PROMPT A: Pull out every line of the records that contains the string "sleeve".

So, it seems that you are interested in a contrast between congruent conditions, that is, you want (Task1.cong1)>(Task1.cong2) and (Task2.cong1)>(Task2.cong2) to identify brain regions that are correlated to facilitation in Task1 and Task2.  The same contrast for Task3 will presumably be empty, since facilitation is not present. 

The way you detect facilitation is through changes in RT.  So differences between congruent conditions (i.e. cong1>cong2) could be explained by greater time on task or by the presence of a neural process that does facilitation.  By constructing your congruent regressors as boxcars equal to RT, you should be able to control for time on task.  Then, any differences between conditions will be due to the presence of the facilitation, and not due to non-specific processes.  This line of reasoning requires the linearity assumptions I mentioned earlier.

However, you also have events that occur very close to each other:
    cue(200ms)-blank(100)-target(until subj. resp)-target2(until subj resp)

PROMPT B: From the passage above on detecting facilitation, return the part starting with "The way you" and going on through "I mentioned earlier.", copied word for word.

PROVIDED RECORDS:

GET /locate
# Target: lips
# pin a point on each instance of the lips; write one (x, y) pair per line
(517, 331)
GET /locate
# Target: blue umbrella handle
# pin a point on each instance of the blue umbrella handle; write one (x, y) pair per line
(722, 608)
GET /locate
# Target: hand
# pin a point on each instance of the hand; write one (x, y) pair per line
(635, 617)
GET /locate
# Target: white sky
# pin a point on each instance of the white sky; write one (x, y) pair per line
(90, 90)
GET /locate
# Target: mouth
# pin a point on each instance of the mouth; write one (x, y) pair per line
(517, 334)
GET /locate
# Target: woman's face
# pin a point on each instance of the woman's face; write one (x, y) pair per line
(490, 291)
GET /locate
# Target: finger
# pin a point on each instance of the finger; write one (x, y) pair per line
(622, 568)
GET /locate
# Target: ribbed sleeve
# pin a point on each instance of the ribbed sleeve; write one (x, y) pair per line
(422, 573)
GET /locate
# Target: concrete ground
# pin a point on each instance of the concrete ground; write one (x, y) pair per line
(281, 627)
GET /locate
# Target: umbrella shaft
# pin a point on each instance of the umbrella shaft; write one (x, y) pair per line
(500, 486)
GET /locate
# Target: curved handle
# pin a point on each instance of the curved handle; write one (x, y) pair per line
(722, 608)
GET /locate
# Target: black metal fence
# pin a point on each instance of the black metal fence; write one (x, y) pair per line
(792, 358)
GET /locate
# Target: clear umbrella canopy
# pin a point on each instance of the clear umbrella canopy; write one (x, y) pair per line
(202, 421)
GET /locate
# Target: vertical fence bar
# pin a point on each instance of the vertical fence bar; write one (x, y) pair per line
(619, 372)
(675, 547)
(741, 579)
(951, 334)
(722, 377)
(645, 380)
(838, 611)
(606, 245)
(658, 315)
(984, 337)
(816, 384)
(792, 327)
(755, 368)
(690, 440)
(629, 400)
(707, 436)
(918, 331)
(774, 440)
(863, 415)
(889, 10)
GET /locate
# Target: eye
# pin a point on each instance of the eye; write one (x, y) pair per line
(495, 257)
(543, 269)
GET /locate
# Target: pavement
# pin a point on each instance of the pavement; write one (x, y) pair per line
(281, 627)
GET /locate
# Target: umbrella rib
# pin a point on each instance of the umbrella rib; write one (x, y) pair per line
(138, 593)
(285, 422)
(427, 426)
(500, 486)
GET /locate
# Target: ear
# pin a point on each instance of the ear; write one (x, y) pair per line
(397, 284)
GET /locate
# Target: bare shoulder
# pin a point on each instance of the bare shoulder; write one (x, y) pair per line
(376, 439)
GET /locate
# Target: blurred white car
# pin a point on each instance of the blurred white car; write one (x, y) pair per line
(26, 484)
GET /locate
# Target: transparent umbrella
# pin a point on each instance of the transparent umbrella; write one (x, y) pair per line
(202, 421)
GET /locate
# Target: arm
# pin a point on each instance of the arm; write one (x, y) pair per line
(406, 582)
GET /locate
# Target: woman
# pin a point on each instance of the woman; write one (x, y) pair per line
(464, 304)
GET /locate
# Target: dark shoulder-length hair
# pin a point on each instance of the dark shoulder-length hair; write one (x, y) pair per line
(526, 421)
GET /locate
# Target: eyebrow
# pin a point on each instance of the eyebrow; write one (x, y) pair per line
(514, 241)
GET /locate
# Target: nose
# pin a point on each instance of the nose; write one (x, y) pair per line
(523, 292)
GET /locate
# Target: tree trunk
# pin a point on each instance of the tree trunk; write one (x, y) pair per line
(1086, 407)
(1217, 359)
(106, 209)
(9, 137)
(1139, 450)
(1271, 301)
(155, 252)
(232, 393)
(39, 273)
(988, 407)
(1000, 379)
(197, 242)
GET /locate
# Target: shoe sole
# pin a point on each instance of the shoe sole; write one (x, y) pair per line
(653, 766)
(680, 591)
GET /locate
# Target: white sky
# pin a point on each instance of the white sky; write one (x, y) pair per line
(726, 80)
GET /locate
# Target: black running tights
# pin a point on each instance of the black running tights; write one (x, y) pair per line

PROBLEM SOLUTION A:
# Target: ribbed sleeve
# pin a point on each instance of the ribbed sleeve; write one (x, y) pair per line

PROBLEM SOLUTION B:
The way you detect facilitation is through changes in RT.  So differences between congruent conditions (i.e. cong1>cong2) could be explained by greater time on task or by the presence of a neural process that does facilitation.  By constructing your congruent regressors as boxcars equal to RT, you should be able to control for time on task.  Then, any differences between conditions will be due to the presence of the facilitation, and not due to non-specific processes.  This line of reasoning requires the linearity assumptions I mentioned earlier.